Stored records:
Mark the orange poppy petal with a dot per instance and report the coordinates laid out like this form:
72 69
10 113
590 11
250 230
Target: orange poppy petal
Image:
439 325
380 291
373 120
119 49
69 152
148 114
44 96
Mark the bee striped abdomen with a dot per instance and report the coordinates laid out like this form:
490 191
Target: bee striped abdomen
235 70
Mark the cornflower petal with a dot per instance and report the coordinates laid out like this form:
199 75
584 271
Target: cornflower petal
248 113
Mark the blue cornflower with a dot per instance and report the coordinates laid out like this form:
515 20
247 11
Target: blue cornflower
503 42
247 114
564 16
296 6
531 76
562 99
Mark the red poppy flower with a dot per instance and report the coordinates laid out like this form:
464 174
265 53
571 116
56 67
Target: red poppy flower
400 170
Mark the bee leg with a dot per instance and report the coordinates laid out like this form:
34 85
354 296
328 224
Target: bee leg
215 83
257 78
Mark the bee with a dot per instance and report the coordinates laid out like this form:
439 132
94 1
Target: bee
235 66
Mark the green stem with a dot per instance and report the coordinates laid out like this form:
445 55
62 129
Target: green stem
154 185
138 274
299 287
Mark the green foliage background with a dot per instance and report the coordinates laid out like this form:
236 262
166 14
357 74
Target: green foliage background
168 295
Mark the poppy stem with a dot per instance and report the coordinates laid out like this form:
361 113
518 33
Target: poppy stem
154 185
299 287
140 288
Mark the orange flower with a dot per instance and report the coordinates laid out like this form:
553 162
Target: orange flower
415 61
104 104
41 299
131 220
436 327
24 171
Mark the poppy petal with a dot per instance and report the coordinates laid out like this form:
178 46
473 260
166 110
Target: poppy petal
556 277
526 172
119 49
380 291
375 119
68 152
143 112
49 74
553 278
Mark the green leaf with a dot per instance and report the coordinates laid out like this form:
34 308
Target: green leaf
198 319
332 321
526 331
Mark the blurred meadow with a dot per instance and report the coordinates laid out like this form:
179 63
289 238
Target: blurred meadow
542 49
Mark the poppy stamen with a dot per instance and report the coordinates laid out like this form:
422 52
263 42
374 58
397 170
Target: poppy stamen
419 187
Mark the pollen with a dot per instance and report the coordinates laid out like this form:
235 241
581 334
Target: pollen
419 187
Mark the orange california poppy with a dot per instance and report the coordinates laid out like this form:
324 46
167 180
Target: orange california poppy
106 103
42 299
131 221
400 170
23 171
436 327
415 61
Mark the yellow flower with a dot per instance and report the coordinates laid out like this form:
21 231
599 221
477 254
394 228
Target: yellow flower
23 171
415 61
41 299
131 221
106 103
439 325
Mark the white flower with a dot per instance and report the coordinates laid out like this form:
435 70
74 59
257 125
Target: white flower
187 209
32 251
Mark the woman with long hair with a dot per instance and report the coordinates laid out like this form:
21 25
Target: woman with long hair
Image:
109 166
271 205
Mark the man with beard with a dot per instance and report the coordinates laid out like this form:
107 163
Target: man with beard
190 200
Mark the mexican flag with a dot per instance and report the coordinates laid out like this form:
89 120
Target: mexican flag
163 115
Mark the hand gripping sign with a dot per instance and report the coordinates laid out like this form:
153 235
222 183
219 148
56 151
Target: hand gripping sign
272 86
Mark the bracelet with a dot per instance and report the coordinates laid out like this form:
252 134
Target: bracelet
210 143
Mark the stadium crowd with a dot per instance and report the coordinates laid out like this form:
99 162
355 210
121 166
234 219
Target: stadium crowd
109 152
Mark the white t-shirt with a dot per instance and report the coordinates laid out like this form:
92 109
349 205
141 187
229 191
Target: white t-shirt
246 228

**WHAT YOU SHOULD DO**
Once more, give all the records exactly as they were written.

**SOLUTION TO THE EXERCISE**
Mark the orange poppy petal with a dot per instance and report the coordinates laid out like this form:
72 69
10 113
590 11
250 230
Target: orange poppy petal
Image:
439 325
380 291
373 120
119 49
69 152
148 114
44 96
Mark the bee striped abdomen with a dot per instance and report the coordinates laid out like this form:
490 191
Target: bee striped abdomen
235 70
Mark the cornflower petal with a dot per instance and report the coordinates laid out like this form:
199 75
584 271
Target: cornflower petal
248 113
Mark the blue cornflower with a dot per instance and report the coordinates laid out like this form:
515 20
247 11
Target: blue cornflower
503 42
247 114
564 16
296 6
531 76
562 99
Mark the red poppy flower with a dot per instance and report the coordinates laid out like this form:
464 174
265 53
571 116
56 67
Target: red poppy flower
400 170
Mark the bee leg with a dot per instance and report the coordinates laid out like this form:
34 85
354 296
328 224
Target: bee leg
215 83
257 78
Mark the bee with a dot per instance and report the coordinates laid out like this form:
439 132
94 1
Target: bee
235 66
Mark the green stem with a dot per instance and report the coordinates laid out like this form:
445 55
62 129
Target: green stem
154 185
138 274
299 287
Mark the green foliage background with a dot per instance and report the coordinates laid out like this form:
236 262
166 14
357 74
Target: green foliage background
168 295
Mark the poppy stem with a dot per instance and report the coordinates laid out like this form:
361 113
518 33
Target: poppy stem
154 185
299 287
140 288
Mark the orange flower with a dot per instance and report the coordinates laid out like this form:
553 162
Target: orange flower
415 61
104 104
41 299
131 220
436 327
24 171
Mark the poppy petal with a dot per instance and report the coordinates laid out like this form:
178 46
473 260
166 110
Target: poppy petal
556 277
526 172
119 49
380 291
375 119
68 152
143 112
49 74
553 278
Mark the green leaf with a dot per instance and report the coordinates laid out like this form:
34 308
Target: green leaf
198 319
332 321
526 331
Mark the blurred meadow with a dot per instance and report the coordinates laid out like this form:
179 63
289 238
Target: blurred meadow
542 49
Mark the poppy stamen with a dot per instance and report the coordinates laid out like this form:
422 52
263 42
374 58
397 170
Target: poppy stamen
419 187
Mark the pollen with a dot per instance and report the coordinates laid out like this form:
235 241
581 334
Target: pollen
419 187
Mark the orange california poppy with a dot per instance and report the coordinates laid out like this form:
324 46
167 180
Target: orange california poppy
106 103
42 299
131 221
400 170
23 171
436 327
415 61
Mark the yellow flower with a dot per instance and report the coordinates laid out like this form:
21 231
599 221
477 254
394 228
Target: yellow flower
23 171
415 61
41 299
131 221
106 103
439 325
Mark the white flower with a dot per instance and report the coordinates laid out like this form:
435 70
74 59
257 125
Target: white flower
187 209
32 251
Mark the woman with long hair with a dot per instance and report the coordinates laid out like this form:
21 25
Target: woman with long hair
Image:
109 166
271 205
Mark the man with beard with a dot per instance and report the coordinates laid out like this form:
107 163
Target: man with beard
190 200
Mark the mexican flag with a dot per instance and report the coordinates laid out like this form:
89 120
Target: mexican flag
163 115
Mark the hand gripping sign with a dot per instance and report the coordinates laid out like this form:
153 235
222 183
219 148
56 151
Target: hand gripping sign
272 86
Mark the bracelet with a dot per instance and report the coordinates laid out like this form:
252 134
Target: bracelet
210 143
Mark the stadium crowd with a dot per instance and report the coordinates laid out like this form:
99 162
355 210
121 166
234 219
Target: stadium crowd
109 152
Mark the white t-shirt with a dot per instance and report the coordinates laid out like this form:
92 109
349 205
141 187
229 191
Target: white t-shirt
246 228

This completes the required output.